What this exercise needs is every entry restated as written, with no pictures.

====== Records for this task

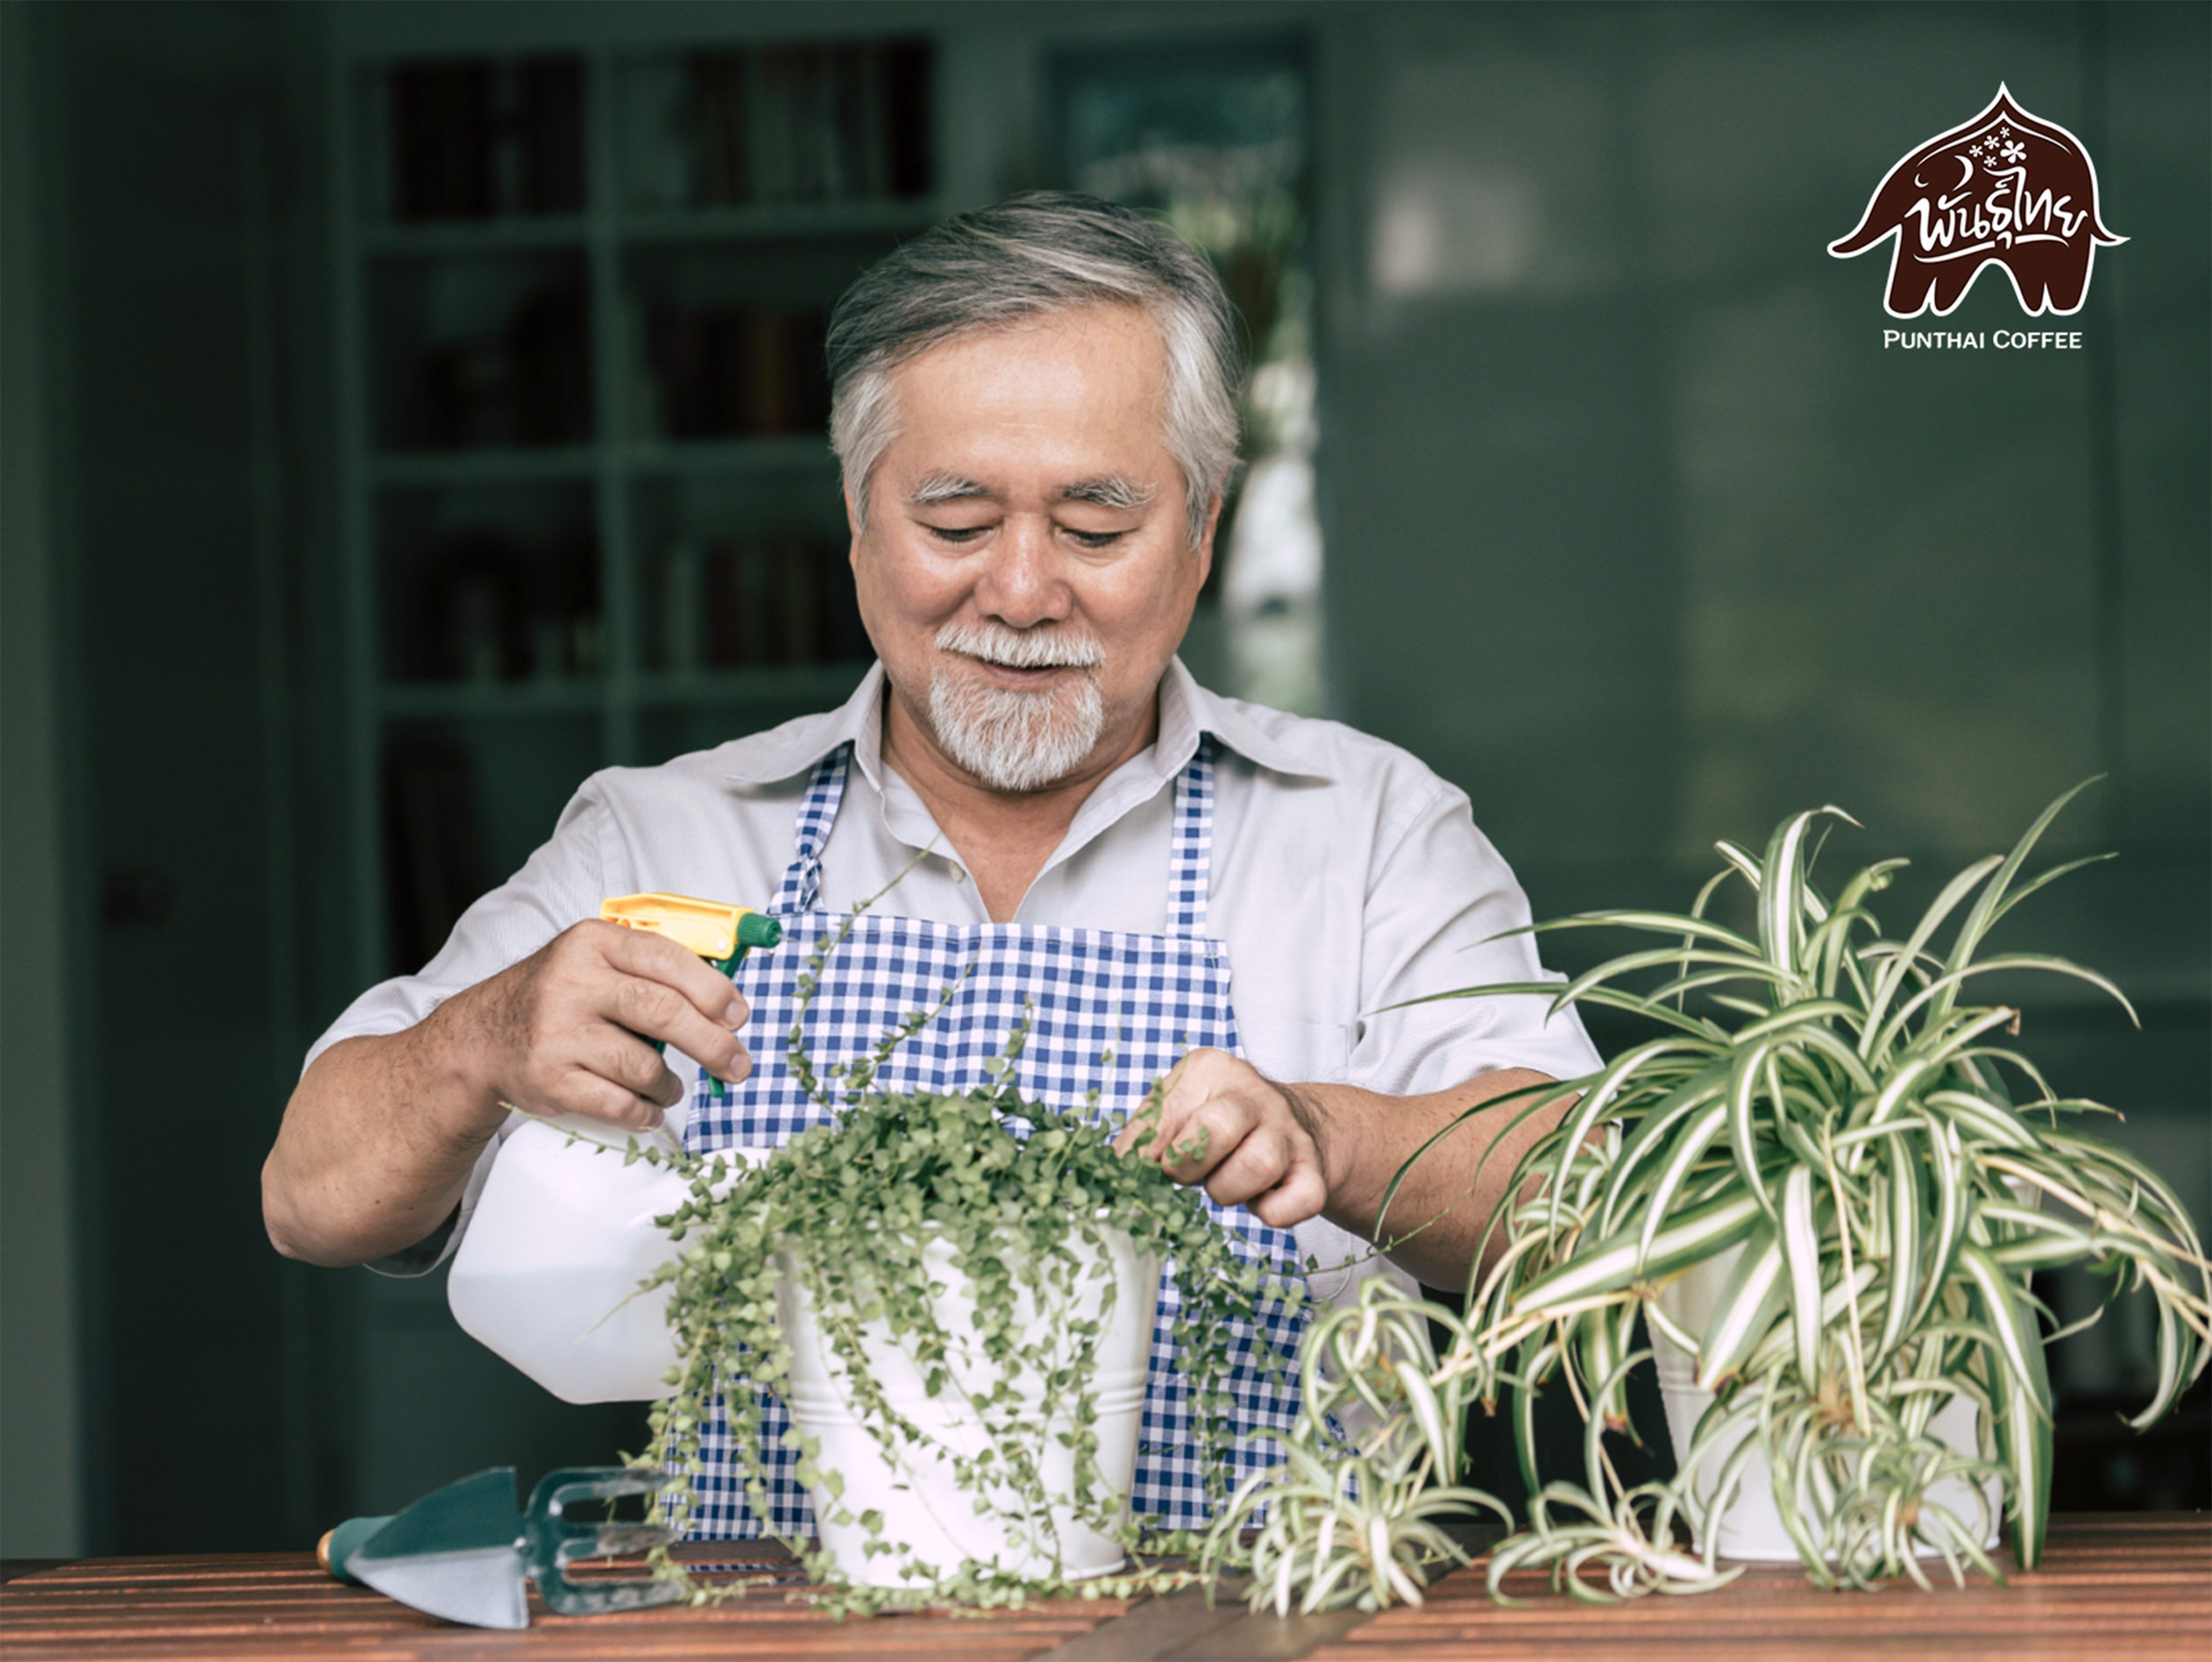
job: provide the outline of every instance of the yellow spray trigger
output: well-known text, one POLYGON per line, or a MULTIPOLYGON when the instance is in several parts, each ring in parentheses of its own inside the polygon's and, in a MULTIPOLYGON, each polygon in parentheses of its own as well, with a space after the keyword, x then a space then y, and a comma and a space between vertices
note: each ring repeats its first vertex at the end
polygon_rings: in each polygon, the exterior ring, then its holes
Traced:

============

* **Task solution**:
job: provide the outline of every instance of the yellow spray trigger
output: well-known text, one POLYGON per line, or a MULTIPOLYGON when the instance is in several parts, each ring in parentheses of its own inside the polygon's and, in a MULTIPOLYGON, each polygon in parentheses of its own as well, with a space after the keyword, x then a space then y, and a comma and a space between vertices
note: each ring repeats its first vertex at the end
polygon_rings: in each polygon, the exterior ring, then its holes
Traced:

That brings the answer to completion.